» Requirement A
Copy out the entries from the line containing "Report one point per instance of the dark" through the end of the entries, reproducing those lines exactly.

2022-01-27 | Rushing into things
Hello my friend. Not much to report but I'll go over the last couple of days.
Me and Eoin went to get his MOT done. We waited for a while in the garage and I was hearing lots of voices but they were friendly and seemed to be internal autonomous entities rather than other real people. They suggested I use the opposite bathroom to usual for example. While we waited I had a mocha which was really tasty. I definitely prefer it to tea so I'm thinking of getting the equipment needed to make it.
I am very close to purchasing some more Apple stuff as I realised that I have legitimate earning saved from my time at Immersive Learning Solutions. It's quite expensive but I think that my experience with my iPhone has been enough for me to think that it'll be worth it in the long run, especially considering how much I use tech in my life. I feel silly for talking about this so much here.I got really drunk the other day and said that Eoin should move on from Franca since she wasn't willing to leave her husband. In hindsight it was pretty cringe since they obviously have something real but I can kinda see where I was coming from too. I was just super drunk and looking out for him I guess.
I sent Matt away last Tuesday. I just don't feel like I can trust him any longer. I also don't feel as though our meetings are actually useful. He's an alright guy but I haven't really gained much if anything from hanging around with him and he's only here because he's getting paid so I don't feel too bad (except for the fact that I didn't contact him before he drove all the way over here). I also have a meeting with Winnie on Monday.

[Entries excerpted from a collection]
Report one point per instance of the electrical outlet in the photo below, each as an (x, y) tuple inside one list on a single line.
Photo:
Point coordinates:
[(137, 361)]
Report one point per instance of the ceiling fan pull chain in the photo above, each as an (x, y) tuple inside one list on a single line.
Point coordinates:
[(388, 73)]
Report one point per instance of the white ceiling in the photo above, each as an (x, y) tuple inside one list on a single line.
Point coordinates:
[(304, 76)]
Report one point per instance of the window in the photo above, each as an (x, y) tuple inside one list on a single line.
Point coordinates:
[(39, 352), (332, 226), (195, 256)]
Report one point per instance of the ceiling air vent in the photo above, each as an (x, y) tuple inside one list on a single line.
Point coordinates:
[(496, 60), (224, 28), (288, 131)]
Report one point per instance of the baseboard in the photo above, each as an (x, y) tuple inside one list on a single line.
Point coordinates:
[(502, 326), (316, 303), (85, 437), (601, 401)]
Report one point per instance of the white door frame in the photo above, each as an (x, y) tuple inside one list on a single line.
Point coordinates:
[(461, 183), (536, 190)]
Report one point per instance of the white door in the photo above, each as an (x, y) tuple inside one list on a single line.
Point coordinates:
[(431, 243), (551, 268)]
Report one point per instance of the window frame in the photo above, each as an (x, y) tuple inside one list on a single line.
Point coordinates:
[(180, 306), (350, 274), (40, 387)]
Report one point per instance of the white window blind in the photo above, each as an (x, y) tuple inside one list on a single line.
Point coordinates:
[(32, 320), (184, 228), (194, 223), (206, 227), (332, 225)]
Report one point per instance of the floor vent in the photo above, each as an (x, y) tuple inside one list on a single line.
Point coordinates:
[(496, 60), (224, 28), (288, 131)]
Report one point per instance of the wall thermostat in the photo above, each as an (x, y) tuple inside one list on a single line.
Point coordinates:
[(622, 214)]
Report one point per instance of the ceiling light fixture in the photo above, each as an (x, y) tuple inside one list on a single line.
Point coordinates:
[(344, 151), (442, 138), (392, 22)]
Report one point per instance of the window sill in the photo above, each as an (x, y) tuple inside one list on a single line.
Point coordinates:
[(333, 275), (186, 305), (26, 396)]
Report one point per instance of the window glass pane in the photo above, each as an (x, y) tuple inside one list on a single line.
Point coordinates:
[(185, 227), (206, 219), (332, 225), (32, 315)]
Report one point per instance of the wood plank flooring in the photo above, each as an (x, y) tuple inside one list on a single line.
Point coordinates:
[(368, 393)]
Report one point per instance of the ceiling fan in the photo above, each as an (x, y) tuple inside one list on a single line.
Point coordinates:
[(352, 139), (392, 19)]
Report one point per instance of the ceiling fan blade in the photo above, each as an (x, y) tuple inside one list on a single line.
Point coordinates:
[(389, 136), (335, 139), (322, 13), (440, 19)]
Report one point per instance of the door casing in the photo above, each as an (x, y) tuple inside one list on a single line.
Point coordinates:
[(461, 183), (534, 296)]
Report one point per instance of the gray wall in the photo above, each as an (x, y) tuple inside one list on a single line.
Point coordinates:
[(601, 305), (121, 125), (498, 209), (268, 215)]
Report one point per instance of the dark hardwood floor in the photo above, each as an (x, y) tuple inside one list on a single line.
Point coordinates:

» Requirement B
In the diary entry, what did the writer drink while waiting at the garage?

» Exercise output A
Report one point per instance of the dark hardwood floor in the photo above, each as an (x, y) tuple inside one list on a single line.
Point coordinates:

» Exercise output B
A mocha.